## Given task
Reproduce, character for character, the lines of the records from the line with "Where can the honeycomb be" up to and including the line with "point(257, 131)".

## Given records
--- start ---

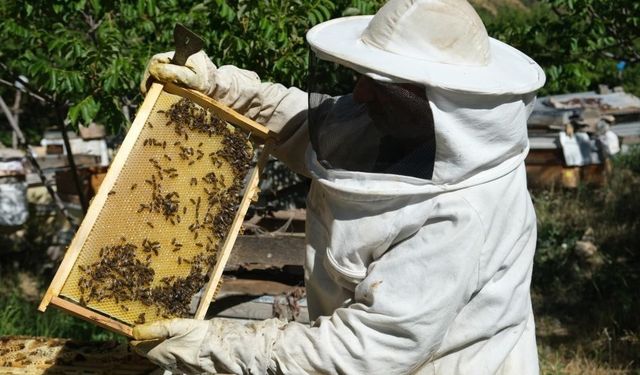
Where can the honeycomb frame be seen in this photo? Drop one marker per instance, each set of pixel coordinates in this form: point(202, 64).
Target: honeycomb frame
point(120, 181)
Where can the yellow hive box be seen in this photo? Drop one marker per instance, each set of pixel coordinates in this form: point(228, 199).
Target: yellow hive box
point(158, 233)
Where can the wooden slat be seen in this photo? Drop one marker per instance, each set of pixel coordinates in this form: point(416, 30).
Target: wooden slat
point(223, 256)
point(91, 316)
point(256, 130)
point(101, 197)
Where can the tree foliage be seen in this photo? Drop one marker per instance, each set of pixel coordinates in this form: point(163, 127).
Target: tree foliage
point(86, 57)
point(579, 43)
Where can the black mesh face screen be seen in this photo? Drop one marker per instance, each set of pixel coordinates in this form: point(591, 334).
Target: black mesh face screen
point(373, 127)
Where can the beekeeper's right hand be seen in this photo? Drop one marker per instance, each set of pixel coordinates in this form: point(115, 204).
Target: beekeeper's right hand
point(198, 73)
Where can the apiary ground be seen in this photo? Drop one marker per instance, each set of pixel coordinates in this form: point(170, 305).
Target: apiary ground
point(121, 219)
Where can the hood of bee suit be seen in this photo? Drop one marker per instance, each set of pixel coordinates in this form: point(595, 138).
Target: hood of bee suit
point(436, 43)
point(479, 138)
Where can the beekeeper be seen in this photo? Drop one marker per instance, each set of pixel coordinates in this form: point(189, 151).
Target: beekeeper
point(420, 229)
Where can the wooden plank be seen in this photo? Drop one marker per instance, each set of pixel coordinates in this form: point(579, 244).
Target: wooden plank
point(91, 316)
point(250, 195)
point(270, 250)
point(256, 130)
point(101, 197)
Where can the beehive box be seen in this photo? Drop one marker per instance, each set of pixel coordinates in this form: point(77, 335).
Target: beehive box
point(157, 235)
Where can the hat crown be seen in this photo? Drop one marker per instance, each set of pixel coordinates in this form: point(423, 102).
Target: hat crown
point(442, 31)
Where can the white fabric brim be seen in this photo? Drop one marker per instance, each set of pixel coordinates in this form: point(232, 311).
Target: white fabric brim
point(509, 71)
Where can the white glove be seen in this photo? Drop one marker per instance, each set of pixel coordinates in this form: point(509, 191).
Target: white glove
point(195, 74)
point(199, 73)
point(208, 346)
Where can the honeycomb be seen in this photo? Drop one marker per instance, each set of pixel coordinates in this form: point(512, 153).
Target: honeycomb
point(164, 218)
point(42, 355)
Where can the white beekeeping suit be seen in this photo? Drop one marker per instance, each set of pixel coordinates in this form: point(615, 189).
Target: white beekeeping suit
point(405, 273)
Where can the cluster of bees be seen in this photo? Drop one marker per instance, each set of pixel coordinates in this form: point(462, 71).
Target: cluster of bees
point(124, 271)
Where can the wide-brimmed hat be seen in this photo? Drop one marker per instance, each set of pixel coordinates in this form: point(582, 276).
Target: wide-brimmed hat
point(438, 43)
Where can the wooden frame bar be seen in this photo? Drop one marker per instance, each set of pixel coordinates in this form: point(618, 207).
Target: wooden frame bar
point(257, 131)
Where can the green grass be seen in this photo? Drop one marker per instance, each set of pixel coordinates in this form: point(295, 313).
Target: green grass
point(19, 316)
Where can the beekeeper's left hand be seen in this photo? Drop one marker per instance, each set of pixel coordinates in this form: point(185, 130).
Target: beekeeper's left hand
point(207, 346)
point(195, 74)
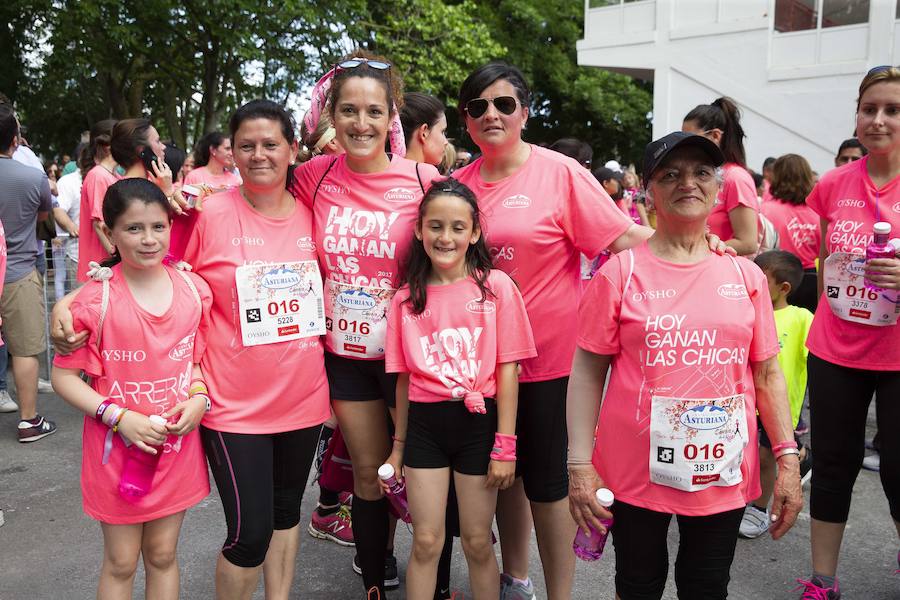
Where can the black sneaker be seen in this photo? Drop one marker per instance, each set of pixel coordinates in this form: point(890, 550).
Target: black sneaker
point(32, 432)
point(391, 578)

--- end ---

## Correct output
Where can the honeycomb be seen in this photo? Drop one marker per instance, each set of pixel coordinates in this form: point(512, 153).
Target: honeycomb
point(164, 218)
point(42, 355)
Where can the white beekeeping suit be seen in this photo? Drop one marker per instance, each set of pixel coordinates in this form: point(615, 189).
Target: white beekeeping suit
point(405, 273)
Where can the cluster of bees be seen in this photo? Drop one marker per instance, each set of pixel coordinates in this form: point(462, 71).
Target: cluster of bees
point(124, 271)
Where can the wide-brimmed hat be seen in this photo? Drop one marker per instance, each set of pixel coordinates in this form: point(582, 276).
Target: wide-brimmed hat
point(438, 43)
Where can the wooden frame bar be seen in this photo? Drop one marker per instance, each set of pixel coordinates in this form: point(618, 207).
Target: wooden frame bar
point(257, 131)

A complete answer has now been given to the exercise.